### Task to complete:
Return the items word for word, from their first line through the line containing "(1248, 660)", including that line.

-- Begin --

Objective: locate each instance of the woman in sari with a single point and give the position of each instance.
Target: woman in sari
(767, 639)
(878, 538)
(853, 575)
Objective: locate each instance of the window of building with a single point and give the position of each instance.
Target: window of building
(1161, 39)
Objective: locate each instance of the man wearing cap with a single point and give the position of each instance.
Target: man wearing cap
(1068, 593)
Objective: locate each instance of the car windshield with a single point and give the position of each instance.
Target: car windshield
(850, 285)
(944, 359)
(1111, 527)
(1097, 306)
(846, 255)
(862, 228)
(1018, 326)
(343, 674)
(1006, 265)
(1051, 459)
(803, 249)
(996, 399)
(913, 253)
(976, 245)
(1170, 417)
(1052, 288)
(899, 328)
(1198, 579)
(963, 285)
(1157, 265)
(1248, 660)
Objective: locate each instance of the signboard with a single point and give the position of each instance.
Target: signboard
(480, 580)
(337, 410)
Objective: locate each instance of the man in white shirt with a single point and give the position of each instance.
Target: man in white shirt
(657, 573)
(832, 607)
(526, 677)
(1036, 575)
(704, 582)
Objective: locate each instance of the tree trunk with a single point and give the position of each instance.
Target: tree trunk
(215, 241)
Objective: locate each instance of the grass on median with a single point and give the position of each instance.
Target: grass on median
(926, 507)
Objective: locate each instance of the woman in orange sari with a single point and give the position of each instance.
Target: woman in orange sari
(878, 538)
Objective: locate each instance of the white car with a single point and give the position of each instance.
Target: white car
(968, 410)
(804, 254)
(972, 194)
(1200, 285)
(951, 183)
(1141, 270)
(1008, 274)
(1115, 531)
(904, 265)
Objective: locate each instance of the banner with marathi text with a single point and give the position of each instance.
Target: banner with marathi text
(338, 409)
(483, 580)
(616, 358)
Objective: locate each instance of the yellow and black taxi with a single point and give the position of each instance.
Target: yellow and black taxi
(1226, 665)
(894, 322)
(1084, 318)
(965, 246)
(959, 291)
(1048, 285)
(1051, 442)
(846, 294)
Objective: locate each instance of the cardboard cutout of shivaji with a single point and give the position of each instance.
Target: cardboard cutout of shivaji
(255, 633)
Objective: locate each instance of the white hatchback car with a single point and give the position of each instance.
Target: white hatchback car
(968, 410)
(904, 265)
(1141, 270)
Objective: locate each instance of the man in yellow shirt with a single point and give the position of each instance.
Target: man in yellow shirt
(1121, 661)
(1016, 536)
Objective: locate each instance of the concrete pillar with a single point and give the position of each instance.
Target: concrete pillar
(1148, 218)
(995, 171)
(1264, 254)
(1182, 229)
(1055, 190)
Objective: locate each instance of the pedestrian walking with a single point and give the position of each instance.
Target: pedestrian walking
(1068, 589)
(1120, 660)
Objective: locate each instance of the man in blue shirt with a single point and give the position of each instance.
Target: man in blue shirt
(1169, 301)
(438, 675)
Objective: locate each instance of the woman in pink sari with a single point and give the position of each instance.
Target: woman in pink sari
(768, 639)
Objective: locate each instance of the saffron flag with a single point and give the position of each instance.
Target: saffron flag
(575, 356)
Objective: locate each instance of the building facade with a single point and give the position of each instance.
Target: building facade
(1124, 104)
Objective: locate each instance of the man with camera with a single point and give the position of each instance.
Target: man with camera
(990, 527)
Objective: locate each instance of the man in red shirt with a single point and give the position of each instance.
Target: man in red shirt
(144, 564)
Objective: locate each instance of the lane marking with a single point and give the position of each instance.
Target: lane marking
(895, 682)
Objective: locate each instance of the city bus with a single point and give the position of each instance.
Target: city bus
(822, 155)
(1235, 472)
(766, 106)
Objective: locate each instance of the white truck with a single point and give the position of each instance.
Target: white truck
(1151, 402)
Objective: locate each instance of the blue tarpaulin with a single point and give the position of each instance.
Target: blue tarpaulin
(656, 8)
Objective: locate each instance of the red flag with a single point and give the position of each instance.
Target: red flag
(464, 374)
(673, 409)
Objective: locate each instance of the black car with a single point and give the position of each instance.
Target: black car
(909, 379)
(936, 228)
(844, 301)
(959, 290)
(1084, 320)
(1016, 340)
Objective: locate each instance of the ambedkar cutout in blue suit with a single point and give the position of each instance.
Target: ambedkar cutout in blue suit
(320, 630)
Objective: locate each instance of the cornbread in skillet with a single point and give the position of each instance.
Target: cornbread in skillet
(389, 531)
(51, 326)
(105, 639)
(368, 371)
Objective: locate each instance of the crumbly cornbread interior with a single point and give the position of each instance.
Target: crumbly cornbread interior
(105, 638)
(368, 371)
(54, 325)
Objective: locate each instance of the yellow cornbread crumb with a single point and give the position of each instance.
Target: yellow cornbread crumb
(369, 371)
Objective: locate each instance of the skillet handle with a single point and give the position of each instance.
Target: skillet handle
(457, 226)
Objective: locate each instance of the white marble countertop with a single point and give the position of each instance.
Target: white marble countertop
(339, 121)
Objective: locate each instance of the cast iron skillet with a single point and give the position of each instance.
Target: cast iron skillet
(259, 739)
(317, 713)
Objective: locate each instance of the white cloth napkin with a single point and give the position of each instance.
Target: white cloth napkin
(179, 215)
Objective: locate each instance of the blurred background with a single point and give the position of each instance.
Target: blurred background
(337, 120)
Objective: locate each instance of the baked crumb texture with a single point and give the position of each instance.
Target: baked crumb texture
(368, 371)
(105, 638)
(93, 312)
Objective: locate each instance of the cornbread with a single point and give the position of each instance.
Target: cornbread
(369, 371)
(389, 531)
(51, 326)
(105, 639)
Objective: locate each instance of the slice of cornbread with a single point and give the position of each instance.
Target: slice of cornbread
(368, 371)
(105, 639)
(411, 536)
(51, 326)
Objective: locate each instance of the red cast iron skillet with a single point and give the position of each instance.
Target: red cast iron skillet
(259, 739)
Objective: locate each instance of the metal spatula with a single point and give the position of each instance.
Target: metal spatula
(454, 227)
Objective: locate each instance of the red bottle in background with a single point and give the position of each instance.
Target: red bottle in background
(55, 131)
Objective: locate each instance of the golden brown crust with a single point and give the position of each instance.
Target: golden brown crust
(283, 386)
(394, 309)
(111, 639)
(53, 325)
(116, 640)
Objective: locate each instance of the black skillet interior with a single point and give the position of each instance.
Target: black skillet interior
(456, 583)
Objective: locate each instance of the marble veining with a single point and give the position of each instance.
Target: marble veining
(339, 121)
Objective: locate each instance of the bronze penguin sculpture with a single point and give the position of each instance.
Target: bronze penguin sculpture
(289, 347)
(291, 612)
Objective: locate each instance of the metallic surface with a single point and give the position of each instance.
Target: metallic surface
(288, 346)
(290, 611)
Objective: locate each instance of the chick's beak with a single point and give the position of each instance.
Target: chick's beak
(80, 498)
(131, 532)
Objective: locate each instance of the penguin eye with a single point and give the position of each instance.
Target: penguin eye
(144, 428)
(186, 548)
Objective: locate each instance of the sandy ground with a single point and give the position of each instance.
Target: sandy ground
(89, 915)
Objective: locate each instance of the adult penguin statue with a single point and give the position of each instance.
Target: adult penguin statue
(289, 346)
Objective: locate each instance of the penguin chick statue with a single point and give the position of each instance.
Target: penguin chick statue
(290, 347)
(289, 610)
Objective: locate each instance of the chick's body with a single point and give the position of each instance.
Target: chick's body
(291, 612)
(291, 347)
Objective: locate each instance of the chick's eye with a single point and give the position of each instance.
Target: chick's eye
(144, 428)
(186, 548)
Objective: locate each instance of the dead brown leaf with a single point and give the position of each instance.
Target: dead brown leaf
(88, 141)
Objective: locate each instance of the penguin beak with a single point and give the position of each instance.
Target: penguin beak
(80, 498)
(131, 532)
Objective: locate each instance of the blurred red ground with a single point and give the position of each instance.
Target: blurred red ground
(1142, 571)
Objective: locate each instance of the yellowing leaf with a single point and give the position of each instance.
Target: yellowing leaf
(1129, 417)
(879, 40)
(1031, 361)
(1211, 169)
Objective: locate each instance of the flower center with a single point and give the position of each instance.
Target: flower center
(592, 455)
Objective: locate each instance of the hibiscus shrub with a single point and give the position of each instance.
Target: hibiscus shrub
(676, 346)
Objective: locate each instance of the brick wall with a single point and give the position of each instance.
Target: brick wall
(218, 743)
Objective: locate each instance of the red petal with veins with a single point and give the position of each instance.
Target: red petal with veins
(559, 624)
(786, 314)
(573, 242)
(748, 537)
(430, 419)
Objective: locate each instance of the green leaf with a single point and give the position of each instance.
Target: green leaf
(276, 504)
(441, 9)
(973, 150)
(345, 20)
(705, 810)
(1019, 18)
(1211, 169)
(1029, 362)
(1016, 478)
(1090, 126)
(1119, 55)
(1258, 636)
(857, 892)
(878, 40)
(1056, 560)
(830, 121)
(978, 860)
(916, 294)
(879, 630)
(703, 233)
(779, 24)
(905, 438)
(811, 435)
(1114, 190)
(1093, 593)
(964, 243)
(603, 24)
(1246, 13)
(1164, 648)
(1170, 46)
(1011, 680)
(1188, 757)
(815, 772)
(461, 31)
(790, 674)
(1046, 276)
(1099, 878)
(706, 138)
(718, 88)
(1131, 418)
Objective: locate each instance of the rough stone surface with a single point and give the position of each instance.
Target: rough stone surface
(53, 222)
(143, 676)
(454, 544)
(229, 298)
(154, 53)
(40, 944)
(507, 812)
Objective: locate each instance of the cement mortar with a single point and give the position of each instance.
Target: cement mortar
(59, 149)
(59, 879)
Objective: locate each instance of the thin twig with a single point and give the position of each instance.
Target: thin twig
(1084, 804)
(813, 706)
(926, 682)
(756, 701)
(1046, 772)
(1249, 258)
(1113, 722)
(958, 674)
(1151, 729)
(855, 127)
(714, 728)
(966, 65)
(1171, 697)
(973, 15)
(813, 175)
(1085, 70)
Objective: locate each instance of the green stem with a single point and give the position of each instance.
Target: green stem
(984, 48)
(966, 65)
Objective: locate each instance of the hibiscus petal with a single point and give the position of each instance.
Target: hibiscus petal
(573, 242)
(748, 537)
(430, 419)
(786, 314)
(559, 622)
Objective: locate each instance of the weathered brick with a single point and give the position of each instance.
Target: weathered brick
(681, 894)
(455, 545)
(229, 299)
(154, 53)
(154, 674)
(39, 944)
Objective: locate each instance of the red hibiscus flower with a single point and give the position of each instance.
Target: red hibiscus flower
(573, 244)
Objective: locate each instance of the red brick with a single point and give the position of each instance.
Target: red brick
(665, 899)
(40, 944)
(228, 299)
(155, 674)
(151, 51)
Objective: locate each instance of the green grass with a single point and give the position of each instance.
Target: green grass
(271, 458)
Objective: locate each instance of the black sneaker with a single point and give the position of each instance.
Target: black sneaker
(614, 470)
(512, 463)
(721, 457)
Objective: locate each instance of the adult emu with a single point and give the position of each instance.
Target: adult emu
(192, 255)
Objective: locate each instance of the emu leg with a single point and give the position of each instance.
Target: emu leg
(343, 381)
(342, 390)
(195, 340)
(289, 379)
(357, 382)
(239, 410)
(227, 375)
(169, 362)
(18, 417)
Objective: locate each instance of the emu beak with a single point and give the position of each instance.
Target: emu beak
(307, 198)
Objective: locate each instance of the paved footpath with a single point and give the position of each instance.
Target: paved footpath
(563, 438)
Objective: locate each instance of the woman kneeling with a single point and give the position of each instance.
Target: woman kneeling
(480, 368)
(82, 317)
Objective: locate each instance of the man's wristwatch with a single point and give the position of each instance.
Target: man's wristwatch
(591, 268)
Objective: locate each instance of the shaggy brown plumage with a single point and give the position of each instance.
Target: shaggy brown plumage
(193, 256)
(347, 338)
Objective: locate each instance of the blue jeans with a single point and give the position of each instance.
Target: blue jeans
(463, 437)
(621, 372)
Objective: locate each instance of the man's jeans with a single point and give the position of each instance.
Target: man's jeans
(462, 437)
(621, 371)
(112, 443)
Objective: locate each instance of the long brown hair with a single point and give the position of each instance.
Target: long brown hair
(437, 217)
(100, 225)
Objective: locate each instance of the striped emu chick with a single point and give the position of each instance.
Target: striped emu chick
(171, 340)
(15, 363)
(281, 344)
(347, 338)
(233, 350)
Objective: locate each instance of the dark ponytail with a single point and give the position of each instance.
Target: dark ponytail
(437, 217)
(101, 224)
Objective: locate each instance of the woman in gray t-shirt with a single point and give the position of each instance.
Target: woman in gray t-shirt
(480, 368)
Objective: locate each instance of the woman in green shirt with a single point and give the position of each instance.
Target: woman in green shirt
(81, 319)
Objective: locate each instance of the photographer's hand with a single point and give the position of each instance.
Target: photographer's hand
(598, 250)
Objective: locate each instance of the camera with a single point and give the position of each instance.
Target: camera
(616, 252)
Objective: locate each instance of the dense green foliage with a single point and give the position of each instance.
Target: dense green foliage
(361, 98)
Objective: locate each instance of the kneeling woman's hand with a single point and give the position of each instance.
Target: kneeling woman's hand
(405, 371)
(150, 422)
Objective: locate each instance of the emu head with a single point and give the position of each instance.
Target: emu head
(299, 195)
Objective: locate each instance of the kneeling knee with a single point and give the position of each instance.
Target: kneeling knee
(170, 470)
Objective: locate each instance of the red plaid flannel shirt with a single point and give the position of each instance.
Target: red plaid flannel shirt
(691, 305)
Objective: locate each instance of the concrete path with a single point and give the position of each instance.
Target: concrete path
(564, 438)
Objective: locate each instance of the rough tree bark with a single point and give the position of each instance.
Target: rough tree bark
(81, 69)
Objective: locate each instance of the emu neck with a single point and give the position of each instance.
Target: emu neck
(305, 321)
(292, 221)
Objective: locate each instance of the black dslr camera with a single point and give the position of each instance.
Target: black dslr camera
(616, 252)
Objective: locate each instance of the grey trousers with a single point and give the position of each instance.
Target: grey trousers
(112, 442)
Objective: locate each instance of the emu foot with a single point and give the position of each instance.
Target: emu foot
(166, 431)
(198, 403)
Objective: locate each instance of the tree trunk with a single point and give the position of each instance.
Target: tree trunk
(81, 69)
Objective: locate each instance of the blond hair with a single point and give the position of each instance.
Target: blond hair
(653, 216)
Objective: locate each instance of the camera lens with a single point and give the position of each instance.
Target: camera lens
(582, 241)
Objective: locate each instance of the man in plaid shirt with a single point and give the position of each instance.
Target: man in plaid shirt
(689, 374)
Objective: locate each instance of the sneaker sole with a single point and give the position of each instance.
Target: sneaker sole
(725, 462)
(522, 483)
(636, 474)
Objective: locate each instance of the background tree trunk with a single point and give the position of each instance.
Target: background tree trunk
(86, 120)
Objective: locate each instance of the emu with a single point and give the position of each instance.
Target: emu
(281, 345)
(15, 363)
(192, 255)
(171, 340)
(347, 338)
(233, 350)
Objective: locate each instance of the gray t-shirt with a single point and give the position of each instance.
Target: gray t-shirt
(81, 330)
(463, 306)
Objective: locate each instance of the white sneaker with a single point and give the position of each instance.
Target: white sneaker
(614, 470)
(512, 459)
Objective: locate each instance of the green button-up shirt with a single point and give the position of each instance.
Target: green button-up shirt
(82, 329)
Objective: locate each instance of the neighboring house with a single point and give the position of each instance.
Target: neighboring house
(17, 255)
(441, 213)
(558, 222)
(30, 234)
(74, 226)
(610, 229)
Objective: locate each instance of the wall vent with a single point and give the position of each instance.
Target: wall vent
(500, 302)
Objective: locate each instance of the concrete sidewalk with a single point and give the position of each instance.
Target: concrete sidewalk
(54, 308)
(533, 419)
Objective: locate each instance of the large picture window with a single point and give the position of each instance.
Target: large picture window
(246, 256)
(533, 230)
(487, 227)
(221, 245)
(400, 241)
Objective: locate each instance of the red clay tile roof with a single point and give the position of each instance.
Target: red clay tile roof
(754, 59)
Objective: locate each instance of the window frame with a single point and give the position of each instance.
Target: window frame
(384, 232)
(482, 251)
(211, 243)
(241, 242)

-- End --

### Answer to the problem:
Objective: locate each instance of the woman in sari with a single point and give the position of each instance.
Target: woman in sari
(767, 639)
(878, 538)
(853, 575)
Objective: locate each instance of the window of building with a single point and give the position of each instance.
Target: window of building
(1161, 39)
Objective: locate each instance of the man wearing cap with a single point and give the position of each instance.
Target: man wearing cap
(1068, 593)
Objective: locate each instance of the car windshield with a single point and give the position of each instance.
Target: car windshield
(850, 285)
(944, 359)
(1111, 527)
(1097, 306)
(846, 255)
(862, 228)
(1018, 326)
(343, 674)
(1006, 265)
(1051, 459)
(803, 249)
(996, 399)
(913, 253)
(976, 245)
(1170, 417)
(1052, 288)
(899, 328)
(1198, 579)
(963, 285)
(1157, 265)
(1248, 660)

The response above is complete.